***** 提示文

エレカシ、文句なしの完全復活!再会の地、野音は歓喜に包まれた
エレファントカシマシ | 2013.10.17
「エレカシ完全復活!」と誰もが認める素晴らしいライヴだった。歌いたい、歌を伝えたいという宮本浩次の熱い思いが、最初から最後まで溢れていた。
SEもない中を無言で現れ、沸き上がる歓声の中で「優しい川」からスタート。どっしりと腰の据わった演奏はまぎれもなくエレファントカシマシで、再会の喜びが滲み出るメンバーを従えた宮本は以前と変わりない声でしっかりと歌っている。約1年ぶりに聴く、タメすぎなぐらいタメたグルーヴと力強い宮本の歌に圧倒される想いがした。
「ハロー、エヴリバディ!」と宮本が呼びかけ、矢継ぎ早に演奏して行く。「四月の風」「悲しみの果て」「東京からまんまで宇宙」とお馴染みの曲が続けばオーディエンスも一緒に歌ったり腕を高く上げたりと、約1年ぶりの再会を心から喜んでいるようだ。
充分に温まったところで「みんなの前にいるとしょちゅうコンサートやってたみたいだけど、1年ぶりぐらいで」と宮本は話し出した。昨年10月、宮本が急性感音難聴を発症したため恒例の日比谷野音でのライヴが中止となったが、開催予定日だった10月14日に宮本は病を押してにステージに立ち、12曲を披露した(内1曲はメンバーとともに演奏)。それ以来彼は、この日が来るのを待ちこがれてただろうが、そんなことはおくびにも出さず、ベースのセイちゃんこと高緑成治が練習を休んでたが怒れなかったなどと休養中のことや、耳は聴こえているが守るためにイヤモニをつけている、など皆が気にしていそうな事を軽い調子で話す。

**********
***** 記録データ

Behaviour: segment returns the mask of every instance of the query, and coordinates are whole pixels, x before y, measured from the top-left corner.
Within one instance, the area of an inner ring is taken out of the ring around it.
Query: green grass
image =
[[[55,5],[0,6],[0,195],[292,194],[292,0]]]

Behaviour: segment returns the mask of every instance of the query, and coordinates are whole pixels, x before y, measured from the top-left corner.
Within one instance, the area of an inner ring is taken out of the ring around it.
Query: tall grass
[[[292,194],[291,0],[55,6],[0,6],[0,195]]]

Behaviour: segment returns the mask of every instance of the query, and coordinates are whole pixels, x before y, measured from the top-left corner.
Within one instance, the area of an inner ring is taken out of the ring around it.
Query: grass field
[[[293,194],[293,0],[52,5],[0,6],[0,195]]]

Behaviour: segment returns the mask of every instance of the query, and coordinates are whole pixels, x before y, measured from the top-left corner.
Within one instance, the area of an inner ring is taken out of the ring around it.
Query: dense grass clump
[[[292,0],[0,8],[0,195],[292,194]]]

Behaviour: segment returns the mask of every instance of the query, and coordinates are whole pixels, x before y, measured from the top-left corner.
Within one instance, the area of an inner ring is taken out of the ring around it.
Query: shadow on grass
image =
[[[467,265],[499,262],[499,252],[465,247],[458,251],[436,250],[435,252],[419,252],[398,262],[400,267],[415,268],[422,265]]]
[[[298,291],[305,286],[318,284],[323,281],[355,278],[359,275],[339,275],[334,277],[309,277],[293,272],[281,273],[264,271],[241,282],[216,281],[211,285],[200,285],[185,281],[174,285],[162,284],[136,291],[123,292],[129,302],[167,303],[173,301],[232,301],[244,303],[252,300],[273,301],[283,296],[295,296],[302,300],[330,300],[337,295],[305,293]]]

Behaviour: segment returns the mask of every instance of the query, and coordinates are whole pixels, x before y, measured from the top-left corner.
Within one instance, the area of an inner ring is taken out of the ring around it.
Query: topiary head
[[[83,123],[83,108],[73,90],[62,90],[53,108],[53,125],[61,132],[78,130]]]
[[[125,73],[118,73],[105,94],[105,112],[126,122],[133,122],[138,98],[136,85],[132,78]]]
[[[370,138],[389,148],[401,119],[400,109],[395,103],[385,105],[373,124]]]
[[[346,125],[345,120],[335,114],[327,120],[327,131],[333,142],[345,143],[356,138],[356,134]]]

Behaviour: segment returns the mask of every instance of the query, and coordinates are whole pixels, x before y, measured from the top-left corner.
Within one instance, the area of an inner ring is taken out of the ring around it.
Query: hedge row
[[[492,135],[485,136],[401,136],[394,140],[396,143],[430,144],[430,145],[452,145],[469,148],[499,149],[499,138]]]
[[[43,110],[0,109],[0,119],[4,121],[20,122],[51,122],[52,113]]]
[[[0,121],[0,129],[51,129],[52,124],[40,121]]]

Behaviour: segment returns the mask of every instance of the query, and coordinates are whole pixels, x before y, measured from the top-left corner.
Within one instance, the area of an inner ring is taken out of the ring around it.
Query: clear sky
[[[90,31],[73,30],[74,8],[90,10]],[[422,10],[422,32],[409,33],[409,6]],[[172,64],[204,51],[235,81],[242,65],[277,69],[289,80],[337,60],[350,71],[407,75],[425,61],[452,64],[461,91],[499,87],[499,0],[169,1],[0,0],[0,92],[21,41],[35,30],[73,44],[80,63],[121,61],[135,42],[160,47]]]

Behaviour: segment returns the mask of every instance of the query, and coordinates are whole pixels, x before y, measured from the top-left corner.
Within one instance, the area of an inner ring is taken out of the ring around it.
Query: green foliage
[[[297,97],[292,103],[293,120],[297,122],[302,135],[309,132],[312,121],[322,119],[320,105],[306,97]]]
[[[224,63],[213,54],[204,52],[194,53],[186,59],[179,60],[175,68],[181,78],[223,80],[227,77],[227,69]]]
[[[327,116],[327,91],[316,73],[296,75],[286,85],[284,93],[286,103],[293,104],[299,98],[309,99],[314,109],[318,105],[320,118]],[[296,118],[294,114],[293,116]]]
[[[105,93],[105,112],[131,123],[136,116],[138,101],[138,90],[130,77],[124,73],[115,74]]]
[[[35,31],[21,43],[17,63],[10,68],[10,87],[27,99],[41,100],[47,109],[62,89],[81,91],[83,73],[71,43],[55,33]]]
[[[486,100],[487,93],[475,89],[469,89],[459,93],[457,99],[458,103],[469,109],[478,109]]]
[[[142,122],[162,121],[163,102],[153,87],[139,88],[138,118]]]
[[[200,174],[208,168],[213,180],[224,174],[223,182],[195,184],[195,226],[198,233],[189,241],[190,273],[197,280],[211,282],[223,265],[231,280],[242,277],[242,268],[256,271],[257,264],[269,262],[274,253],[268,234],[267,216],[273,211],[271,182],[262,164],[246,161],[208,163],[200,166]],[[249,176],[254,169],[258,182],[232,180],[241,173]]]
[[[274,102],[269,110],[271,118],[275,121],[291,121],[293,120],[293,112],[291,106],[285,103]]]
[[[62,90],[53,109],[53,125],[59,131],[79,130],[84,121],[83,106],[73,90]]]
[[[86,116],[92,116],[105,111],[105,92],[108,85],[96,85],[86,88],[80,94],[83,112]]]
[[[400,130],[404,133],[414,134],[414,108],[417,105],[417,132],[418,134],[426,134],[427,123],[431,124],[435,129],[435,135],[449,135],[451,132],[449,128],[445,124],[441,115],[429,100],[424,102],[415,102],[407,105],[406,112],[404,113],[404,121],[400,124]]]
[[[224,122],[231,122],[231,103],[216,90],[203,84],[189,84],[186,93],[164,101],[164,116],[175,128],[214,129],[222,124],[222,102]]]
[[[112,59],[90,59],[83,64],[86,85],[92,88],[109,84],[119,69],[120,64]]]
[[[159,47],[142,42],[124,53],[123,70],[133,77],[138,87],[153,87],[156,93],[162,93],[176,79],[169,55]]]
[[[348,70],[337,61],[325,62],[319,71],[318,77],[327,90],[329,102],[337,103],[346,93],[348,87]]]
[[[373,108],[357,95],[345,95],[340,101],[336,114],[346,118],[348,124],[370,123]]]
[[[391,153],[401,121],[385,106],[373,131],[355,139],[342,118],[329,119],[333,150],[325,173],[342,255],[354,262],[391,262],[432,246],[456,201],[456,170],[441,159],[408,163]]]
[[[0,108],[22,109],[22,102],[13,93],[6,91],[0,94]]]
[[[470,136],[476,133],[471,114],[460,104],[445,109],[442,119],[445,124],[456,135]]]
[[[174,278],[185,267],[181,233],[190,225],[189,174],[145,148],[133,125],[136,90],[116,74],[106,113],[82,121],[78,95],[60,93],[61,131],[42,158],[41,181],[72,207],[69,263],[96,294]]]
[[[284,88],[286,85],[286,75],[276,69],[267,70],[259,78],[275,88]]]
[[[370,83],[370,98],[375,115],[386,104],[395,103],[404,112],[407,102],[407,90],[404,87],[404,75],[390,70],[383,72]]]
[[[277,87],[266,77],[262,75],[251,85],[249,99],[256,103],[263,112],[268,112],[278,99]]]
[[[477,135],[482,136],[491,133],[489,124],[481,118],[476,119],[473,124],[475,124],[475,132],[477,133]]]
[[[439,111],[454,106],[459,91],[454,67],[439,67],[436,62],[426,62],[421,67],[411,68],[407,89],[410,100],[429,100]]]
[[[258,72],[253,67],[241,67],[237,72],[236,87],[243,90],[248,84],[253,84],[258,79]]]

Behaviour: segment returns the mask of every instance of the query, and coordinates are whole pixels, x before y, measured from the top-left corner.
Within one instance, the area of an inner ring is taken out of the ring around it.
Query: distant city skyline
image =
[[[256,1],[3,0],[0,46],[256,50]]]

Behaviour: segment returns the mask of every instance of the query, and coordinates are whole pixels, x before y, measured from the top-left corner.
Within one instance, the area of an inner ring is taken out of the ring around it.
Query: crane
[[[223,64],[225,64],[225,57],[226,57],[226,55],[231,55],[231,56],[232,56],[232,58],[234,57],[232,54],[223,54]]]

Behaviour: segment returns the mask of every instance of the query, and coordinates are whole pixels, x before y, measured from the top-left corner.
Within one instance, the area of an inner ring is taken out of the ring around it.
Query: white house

**********

[指示] エレファントカシマシの野音ライヴを伝える記事を、最後の文の後から書き継いでください。

[解答]
「1月になって曲をいっぱい作って、それをバンドでやって、みんなに聴いてもらおうと練習したんです。面倒くせえなあってうのがオヤジになってから口癖になりましてね、そういう歌です」。つっかかるようなギターを宮本と、金髪のロングヘアーになったイシくんこと石森敏行が合わせる「めんどくせえ」から「デーデ」、「星の砂」とアグレッシヴな熱気が高まっていく。オーディエンスは夕闇の中で掌を星に模してひらひらと返し、宮本はドラムのトミこと冨永義之を煽る。やり場のない苛立ちをダイレクトに歌に詰め込むエネルギーは、15歳で書いたデビュー曲「デーデ」から新曲まで少しも変わっていないようだ。続く「涙を流す男」は昨年10月に出たシングル「ズレてる方がいい」のカップリングだが、レコーディングが終わって間もなく自分が入院した事から暗示的な曲だと思ったのだそうだ。「それでもドンと行くぜ、という歌です、聴いてください」と、軽快なギターに乗せて歌い出した。昨年10月の野音では弾き語りで披露しているが、この日はサポート・ギターのヒラマミキオ、蔦屋好位置との演奏がカラフルに歌を彩る。次も新曲で「偉くなりたくて生きて来た。そういう歌です」と「はてさてこの俺は」。弾き語りで始まり、次第にバンドと盛り上がる展開は、自嘲から解放されていくようで面白い。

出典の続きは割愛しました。